Work instructions:
Pick each line containing the word "jersey" out of the data below.

[Point-per-instance localization data]
· · · · · · ·

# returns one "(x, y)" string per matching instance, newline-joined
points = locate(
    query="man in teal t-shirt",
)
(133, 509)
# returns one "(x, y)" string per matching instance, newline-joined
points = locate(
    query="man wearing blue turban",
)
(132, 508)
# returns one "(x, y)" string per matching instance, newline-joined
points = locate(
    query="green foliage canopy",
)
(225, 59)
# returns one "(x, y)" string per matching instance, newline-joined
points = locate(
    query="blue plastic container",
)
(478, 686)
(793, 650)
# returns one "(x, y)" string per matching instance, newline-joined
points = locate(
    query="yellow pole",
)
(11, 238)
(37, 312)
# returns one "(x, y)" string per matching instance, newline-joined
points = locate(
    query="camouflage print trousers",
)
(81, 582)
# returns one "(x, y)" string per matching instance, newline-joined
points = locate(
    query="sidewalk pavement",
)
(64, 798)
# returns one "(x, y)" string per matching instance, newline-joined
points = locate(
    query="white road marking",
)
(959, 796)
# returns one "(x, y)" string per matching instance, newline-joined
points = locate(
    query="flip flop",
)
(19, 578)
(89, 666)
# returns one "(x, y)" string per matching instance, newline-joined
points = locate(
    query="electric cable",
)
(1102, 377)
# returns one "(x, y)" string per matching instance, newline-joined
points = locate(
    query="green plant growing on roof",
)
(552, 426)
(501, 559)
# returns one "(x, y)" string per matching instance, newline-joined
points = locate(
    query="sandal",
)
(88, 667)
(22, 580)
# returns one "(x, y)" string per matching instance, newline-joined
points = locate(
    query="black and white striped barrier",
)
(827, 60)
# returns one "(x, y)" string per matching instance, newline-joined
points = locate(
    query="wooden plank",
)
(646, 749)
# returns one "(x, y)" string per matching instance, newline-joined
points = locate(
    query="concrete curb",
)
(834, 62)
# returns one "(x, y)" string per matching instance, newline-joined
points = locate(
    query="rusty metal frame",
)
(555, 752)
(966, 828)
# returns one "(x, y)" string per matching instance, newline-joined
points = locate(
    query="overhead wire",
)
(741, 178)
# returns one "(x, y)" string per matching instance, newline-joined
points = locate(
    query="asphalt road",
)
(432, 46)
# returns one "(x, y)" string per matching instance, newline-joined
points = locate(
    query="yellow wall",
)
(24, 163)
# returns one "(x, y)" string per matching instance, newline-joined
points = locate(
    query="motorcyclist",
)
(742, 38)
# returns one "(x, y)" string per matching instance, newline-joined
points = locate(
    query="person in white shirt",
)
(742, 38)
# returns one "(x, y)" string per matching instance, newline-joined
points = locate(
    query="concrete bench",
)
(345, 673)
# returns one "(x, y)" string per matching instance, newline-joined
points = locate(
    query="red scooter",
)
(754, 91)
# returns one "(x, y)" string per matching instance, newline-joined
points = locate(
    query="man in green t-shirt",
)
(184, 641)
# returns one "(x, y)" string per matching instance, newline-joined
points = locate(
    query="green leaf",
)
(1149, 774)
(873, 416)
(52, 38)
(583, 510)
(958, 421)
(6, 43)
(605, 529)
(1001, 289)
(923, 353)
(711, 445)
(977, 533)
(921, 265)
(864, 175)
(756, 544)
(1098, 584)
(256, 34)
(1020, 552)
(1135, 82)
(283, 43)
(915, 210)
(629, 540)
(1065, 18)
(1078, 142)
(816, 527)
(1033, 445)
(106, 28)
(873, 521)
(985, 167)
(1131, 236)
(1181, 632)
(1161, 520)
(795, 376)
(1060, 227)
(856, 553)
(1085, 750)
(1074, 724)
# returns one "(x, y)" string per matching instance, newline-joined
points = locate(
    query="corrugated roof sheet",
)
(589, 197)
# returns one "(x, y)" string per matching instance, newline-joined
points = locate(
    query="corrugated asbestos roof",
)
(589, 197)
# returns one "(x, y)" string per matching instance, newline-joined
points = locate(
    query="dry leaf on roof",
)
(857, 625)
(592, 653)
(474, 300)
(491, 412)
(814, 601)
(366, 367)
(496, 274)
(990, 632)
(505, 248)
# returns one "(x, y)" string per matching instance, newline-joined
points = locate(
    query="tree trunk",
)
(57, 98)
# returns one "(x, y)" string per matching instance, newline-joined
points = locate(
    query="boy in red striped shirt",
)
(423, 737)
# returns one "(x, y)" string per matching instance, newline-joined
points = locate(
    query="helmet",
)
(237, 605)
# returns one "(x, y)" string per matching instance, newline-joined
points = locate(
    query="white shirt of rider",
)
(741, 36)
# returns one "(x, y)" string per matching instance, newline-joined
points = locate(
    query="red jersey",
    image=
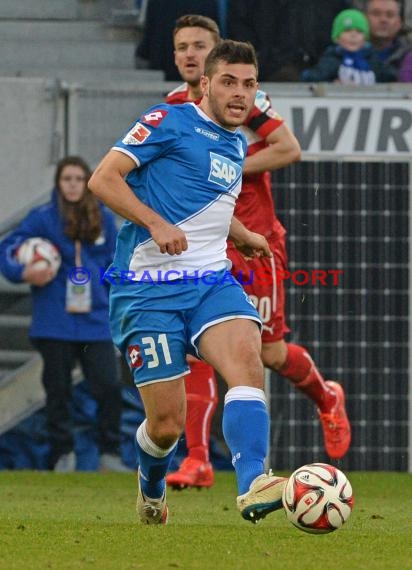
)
(254, 207)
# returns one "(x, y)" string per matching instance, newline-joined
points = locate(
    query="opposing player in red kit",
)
(271, 146)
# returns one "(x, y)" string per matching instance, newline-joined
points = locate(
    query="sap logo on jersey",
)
(223, 171)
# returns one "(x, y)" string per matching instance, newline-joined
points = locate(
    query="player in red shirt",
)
(271, 146)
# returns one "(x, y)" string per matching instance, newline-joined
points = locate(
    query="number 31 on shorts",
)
(156, 349)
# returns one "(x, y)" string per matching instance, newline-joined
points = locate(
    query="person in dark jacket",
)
(156, 46)
(351, 60)
(288, 35)
(390, 37)
(70, 320)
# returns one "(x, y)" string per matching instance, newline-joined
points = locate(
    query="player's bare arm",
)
(108, 183)
(250, 244)
(283, 149)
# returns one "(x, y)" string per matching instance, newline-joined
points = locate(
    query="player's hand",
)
(36, 276)
(254, 245)
(169, 238)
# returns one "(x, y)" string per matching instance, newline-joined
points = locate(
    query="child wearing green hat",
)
(351, 60)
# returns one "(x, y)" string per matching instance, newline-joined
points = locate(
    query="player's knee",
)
(167, 430)
(274, 356)
(248, 356)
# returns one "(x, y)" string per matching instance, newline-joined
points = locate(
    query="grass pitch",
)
(88, 521)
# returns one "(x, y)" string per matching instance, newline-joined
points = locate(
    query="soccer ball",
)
(39, 251)
(318, 498)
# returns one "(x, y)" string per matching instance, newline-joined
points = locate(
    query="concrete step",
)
(65, 54)
(106, 77)
(40, 9)
(56, 31)
(15, 357)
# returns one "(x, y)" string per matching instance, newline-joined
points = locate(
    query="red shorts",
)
(266, 292)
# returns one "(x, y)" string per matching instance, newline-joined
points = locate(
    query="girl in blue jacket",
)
(70, 320)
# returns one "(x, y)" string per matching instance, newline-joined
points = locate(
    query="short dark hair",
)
(230, 51)
(198, 21)
(397, 2)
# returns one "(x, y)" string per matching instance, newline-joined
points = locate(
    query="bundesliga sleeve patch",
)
(137, 135)
(154, 118)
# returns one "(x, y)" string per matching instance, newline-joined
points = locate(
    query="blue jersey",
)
(188, 170)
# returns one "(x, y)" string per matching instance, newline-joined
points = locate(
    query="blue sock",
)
(246, 431)
(153, 463)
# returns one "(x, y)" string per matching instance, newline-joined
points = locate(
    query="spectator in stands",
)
(156, 45)
(388, 36)
(289, 36)
(350, 60)
(70, 314)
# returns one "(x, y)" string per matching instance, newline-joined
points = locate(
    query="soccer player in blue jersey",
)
(171, 292)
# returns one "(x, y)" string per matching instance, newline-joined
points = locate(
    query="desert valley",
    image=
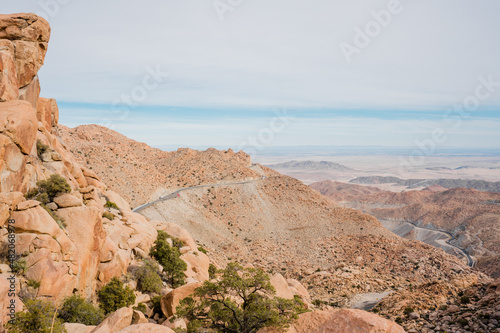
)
(346, 243)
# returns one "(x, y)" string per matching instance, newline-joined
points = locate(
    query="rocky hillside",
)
(480, 185)
(72, 234)
(472, 216)
(276, 222)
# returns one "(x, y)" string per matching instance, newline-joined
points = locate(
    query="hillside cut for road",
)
(276, 223)
(472, 216)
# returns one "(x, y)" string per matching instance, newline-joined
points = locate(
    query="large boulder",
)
(170, 301)
(340, 321)
(5, 300)
(146, 328)
(30, 34)
(18, 122)
(116, 321)
(9, 90)
(47, 112)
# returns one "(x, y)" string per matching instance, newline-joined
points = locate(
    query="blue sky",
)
(222, 73)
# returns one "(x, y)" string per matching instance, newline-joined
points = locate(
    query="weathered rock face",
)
(81, 251)
(341, 321)
(29, 35)
(170, 301)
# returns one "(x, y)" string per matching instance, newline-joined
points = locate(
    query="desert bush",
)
(38, 317)
(59, 220)
(141, 307)
(56, 184)
(41, 148)
(76, 309)
(170, 259)
(148, 279)
(242, 300)
(108, 215)
(212, 271)
(110, 204)
(19, 266)
(114, 296)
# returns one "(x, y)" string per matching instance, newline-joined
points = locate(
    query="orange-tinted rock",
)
(282, 290)
(31, 92)
(67, 200)
(341, 321)
(9, 86)
(35, 220)
(24, 26)
(116, 321)
(170, 301)
(146, 328)
(47, 112)
(18, 121)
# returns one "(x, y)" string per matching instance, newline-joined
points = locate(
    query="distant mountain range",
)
(310, 165)
(480, 185)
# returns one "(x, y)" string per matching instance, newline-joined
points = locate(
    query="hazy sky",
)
(223, 66)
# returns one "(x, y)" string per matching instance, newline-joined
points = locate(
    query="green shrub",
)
(157, 304)
(53, 186)
(408, 310)
(148, 279)
(41, 148)
(202, 250)
(241, 301)
(141, 307)
(38, 317)
(33, 284)
(19, 266)
(212, 271)
(114, 296)
(170, 258)
(110, 204)
(108, 215)
(76, 309)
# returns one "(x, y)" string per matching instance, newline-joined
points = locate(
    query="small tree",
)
(241, 301)
(148, 279)
(76, 309)
(170, 258)
(53, 186)
(38, 317)
(114, 296)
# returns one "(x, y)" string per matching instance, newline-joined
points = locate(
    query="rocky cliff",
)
(76, 239)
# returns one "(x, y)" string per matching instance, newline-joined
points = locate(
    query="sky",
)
(240, 73)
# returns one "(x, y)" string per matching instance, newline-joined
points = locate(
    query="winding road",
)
(174, 195)
(470, 261)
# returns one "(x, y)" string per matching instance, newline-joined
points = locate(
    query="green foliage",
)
(201, 249)
(114, 296)
(33, 284)
(170, 258)
(108, 215)
(60, 221)
(76, 309)
(110, 204)
(41, 148)
(53, 186)
(148, 279)
(141, 307)
(38, 317)
(242, 300)
(156, 304)
(408, 310)
(212, 271)
(19, 266)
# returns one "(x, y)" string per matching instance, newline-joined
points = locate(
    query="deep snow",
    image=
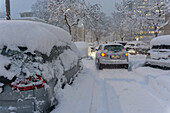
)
(141, 90)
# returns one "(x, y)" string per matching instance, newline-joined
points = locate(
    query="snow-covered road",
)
(142, 90)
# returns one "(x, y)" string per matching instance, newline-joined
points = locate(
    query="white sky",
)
(18, 6)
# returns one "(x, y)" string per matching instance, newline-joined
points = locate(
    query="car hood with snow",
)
(34, 36)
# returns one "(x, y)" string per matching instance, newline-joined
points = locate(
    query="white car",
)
(111, 55)
(136, 47)
(159, 54)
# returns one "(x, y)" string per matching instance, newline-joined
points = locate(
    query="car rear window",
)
(161, 47)
(113, 47)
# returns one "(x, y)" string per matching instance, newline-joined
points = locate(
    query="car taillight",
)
(103, 54)
(30, 83)
(126, 54)
(148, 54)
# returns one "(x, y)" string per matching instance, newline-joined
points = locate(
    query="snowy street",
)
(142, 90)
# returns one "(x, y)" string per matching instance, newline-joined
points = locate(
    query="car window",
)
(113, 47)
(131, 44)
(138, 44)
(161, 47)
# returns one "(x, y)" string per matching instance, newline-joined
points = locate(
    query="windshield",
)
(161, 47)
(113, 47)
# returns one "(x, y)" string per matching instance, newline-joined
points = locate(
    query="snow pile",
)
(83, 48)
(161, 40)
(3, 71)
(33, 35)
(68, 59)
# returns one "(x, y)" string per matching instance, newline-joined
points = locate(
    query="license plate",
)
(115, 57)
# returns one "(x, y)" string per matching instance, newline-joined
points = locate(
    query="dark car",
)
(36, 59)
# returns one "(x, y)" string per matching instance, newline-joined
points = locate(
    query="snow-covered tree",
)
(40, 10)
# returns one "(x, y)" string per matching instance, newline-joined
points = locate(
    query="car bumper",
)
(161, 62)
(113, 61)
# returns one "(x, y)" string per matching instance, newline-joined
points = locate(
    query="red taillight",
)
(29, 83)
(148, 54)
(126, 54)
(103, 54)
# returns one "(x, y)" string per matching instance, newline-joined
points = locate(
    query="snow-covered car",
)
(111, 55)
(136, 47)
(36, 59)
(121, 42)
(83, 48)
(159, 54)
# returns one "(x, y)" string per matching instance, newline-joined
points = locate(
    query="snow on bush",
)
(37, 38)
(161, 40)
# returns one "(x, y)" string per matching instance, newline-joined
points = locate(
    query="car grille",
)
(114, 56)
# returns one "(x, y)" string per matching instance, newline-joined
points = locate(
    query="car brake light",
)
(30, 83)
(103, 54)
(148, 54)
(126, 54)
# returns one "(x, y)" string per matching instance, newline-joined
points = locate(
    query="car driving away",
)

· · · · · · ·

Response to this exercise:
    query="red jersey",
    query="sap logo on jersey",
    query="blue jersey",
    query="soccer player in blue jersey",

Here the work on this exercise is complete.